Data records

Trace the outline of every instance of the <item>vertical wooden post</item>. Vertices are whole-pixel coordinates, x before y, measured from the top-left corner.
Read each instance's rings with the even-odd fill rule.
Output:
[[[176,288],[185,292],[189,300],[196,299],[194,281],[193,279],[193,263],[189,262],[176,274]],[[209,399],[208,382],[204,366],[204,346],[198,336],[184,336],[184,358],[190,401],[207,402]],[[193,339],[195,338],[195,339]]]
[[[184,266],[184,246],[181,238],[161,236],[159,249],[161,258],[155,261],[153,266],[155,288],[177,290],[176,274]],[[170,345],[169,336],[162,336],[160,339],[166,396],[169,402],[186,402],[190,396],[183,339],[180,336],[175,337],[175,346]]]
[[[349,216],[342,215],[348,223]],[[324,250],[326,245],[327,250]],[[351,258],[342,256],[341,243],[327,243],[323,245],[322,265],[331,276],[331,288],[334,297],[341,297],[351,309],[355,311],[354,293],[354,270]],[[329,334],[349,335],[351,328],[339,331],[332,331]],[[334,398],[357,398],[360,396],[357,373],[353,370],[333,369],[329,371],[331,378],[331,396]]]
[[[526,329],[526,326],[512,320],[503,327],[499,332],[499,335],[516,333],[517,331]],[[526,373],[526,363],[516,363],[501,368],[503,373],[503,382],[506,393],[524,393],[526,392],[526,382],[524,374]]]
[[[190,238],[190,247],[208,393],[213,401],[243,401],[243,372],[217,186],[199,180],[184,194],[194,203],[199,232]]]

--- Exercise task ---
How many lines of the records above contain the string "instance"? Reply with only the number.

--- Response for this exercise ---
2